Textauszug —
MTB Helm ➤ neu & gebraucht ➤ kaufen und verkaufen auf Bikemarkt.MTB-News.de ➤ Riesige Auswahl - gute Preise ➤ aktuell 467 Artikel online




					bikemarkt.mtb-news.de
				




meinen Bell hab ich auch aus dem Bikemarkt - der hat jemand bei der 2. Ausfahrt gedrückt und war komplett unverkratzt für 70€.


----------



## Deleted 247734 (14. Juni 2021)

Mir geht's nur primär darum einen zu haben falls es in den Bikepark geht. Sonst trag ich nur Halbschale, fahre aber auch nur Trail bzw Enduro Light.


----------



## MTB-News.de




----------



## Tiefkuehlpizza (14. Juni 2021)

bikenerd_301 schrieb:


> 40€ bei Amazon



Die Ausrüstung soll ihm im Zweifelsfall das Leben retten und nicht beim ersten Bordstein vom Kopf bröseln.


----------



## Kadauz (14. Juni 2021)

Günstig und brauchbar sind z.B. Bluegrass Intox, 661 Comp, IXS Xact, Bell Sanction. Mehr muss man für einen FF eigentlich nicht ausgeben. Es sei denn man legt Wert auf etwas weniger Gewicht und mehr Features. Und dass MIPS (in der Praxis) so viel mehr bringt, glaube ich nicht.


----------



## Deleted 586533 (14. Juni 2021)

Tiefkuehlpizza schrieb:


> Die Ausrüstung soll ihm im Zweifelsfall das Leben retten und nicht beim ersten Bordstein vom Kopf bröseln.


Das war auch eher als Witz gemeint.

Aufgabe A — Gib den Abschnitt der Auflistung von der Zeile mit „Ground stroller.“ bis einschließlich der Zeile mit „[375,678,423,738]“ als nummerierte Liste wieder. Leerzeilen lässt du dabei weg.

Bereitgestellte Daten —
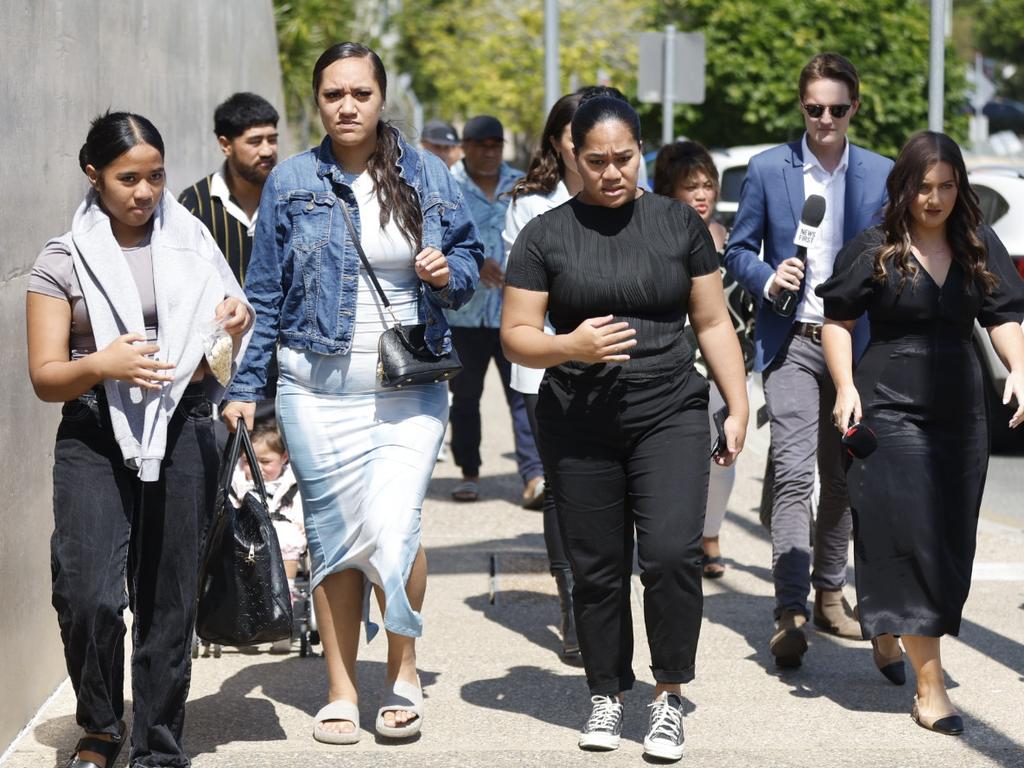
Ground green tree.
[395,0,652,147]
[273,0,355,148]
[647,0,962,156]
[973,0,1024,99]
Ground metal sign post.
[544,0,561,112]
[637,25,705,144]
[662,24,676,146]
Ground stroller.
[191,553,319,658]
[191,486,319,658]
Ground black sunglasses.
[801,104,853,120]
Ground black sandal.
[700,555,725,579]
[65,720,127,768]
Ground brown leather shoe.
[768,610,807,669]
[814,590,864,640]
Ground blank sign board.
[637,32,705,104]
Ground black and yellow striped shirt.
[178,174,253,286]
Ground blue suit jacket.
[725,141,893,371]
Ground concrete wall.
[0,0,284,753]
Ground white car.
[968,168,1024,449]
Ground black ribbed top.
[505,193,719,378]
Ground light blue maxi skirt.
[276,347,449,642]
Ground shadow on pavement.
[466,590,573,670]
[461,666,696,742]
[427,469,522,507]
[185,655,438,756]
[462,590,696,742]
[426,536,547,573]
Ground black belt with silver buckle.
[793,323,821,344]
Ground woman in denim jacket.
[223,43,483,743]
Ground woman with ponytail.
[223,43,483,743]
[27,112,253,768]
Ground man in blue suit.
[725,53,892,667]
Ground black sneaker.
[579,696,623,752]
[643,692,685,761]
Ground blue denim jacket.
[226,129,483,401]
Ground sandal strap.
[314,698,359,728]
[377,680,423,715]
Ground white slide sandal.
[313,698,362,744]
[375,678,423,738]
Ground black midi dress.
[817,227,1024,638]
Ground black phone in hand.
[711,406,729,459]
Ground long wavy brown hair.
[874,131,996,293]
[511,93,582,201]
[313,42,423,249]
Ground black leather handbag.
[339,200,462,389]
[196,419,292,645]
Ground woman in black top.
[502,98,748,759]
[817,132,1024,734]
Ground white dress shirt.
[796,133,850,325]
[210,166,259,238]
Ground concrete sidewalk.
[4,370,1024,768]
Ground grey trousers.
[764,336,852,618]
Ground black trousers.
[522,394,569,573]
[50,385,219,768]
[537,371,711,695]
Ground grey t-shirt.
[28,236,157,360]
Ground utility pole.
[928,0,946,132]
[544,0,561,114]
[662,24,676,146]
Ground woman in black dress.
[502,97,748,760]
[817,132,1024,734]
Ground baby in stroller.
[231,419,306,653]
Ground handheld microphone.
[772,195,825,317]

Aufgabe B — Zitiere den Textauszug über MTB-Helme vollständig und ohne jede Änderung.

Antwort A —
1. Ground stroller.
2. [191,553,319,658]
3. [191,486,319,658]
4. Ground black sunglasses.
5. [801,104,853,120]
6. Ground black sandal.
7. [700,555,725,579]
8. [65,720,127,768]
9. Ground brown leather shoe.
10. [768,610,807,669]
11. [814,590,864,640]
12. Ground blank sign board.
13. [637,32,705,104]
14. Ground black and yellow striped shirt.
15. [178,174,253,286]
16. Ground blue suit jacket.
17. [725,141,893,371]
18. Ground concrete wall.
19. [0,0,284,753]
20. Ground white car.
21. [968,168,1024,449]
22. Ground black ribbed top.
23. [505,193,719,378]
24. Ground light blue maxi skirt.
25. [276,347,449,642]
26. Ground shadow on pavement.
27. [466,590,573,670]
28. [461,666,696,742]
29. [427,469,522,507]
30. [185,655,438,756]
31. [462,590,696,742]
32. [426,536,547,573]
33. Ground black belt with silver buckle.
34. [793,323,821,344]
35. Ground woman in denim jacket.
36. [223,43,483,743]
37. Ground woman with ponytail.
38. [223,43,483,743]
39. [27,112,253,768]
40. Ground man in blue suit.
41. [725,53,892,667]
42. Ground black sneaker.
43. [579,696,623,752]
44. [643,692,685,761]
45. Ground blue denim jacket.
46. [226,129,483,401]
47. Ground sandal strap.
48. [314,698,359,728]
49. [377,680,423,715]
50. Ground white slide sandal.
51. [313,698,362,744]
52. [375,678,423,738]

Antwort B —
MTB Helm ➤ neu & gebraucht ➤ kaufen und verkaufen auf Bikemarkt.MTB-News.de ➤ Riesige Auswahl - gute Preise ➤ aktuell 467 Artikel online




					bikemarkt.mtb-news.de
				




meinen Bell hab ich auch aus dem Bikemarkt - der hat jemand bei der 2. Ausfahrt gedrückt und war komplett unverkratzt für 70€.


----------



## Deleted 247734 (14. Juni 2021)

Mir geht's nur primär darum einen zu haben falls es in den Bikepark geht. Sonst trag ich nur Halbschale, fahre aber auch nur Trail bzw Enduro Light.


----------



## MTB-News.de




----------



## Tiefkuehlpizza (14. Juni 2021)

bikenerd_301 schrieb:


> 40€ bei Amazon



Die Ausrüstung soll ihm im Zweifelsfall das Leben retten und nicht beim ersten Bordstein vom Kopf bröseln.


----------



## Kadauz (14. Juni 2021)

Günstig und brauchbar sind z.B. Bluegrass Intox, 661 Comp, IXS Xact, Bell Sanction. Mehr muss man für einen FF eigentlich nicht ausgeben. Es sei denn man legt Wert auf etwas weniger Gewicht und mehr Features. Und dass MIPS (in der Praxis) so viel mehr bringt, glaube ich nicht.


----------



## Deleted 586533 (14. Juni 2021)

Tiefkuehlpizza schrieb:


> Die Ausrüstung soll ihm im Zweifelsfall das Leben retten und nicht beim ersten Bordstein vom Kopf bröseln.


Das war auch eher als Witz gemeint.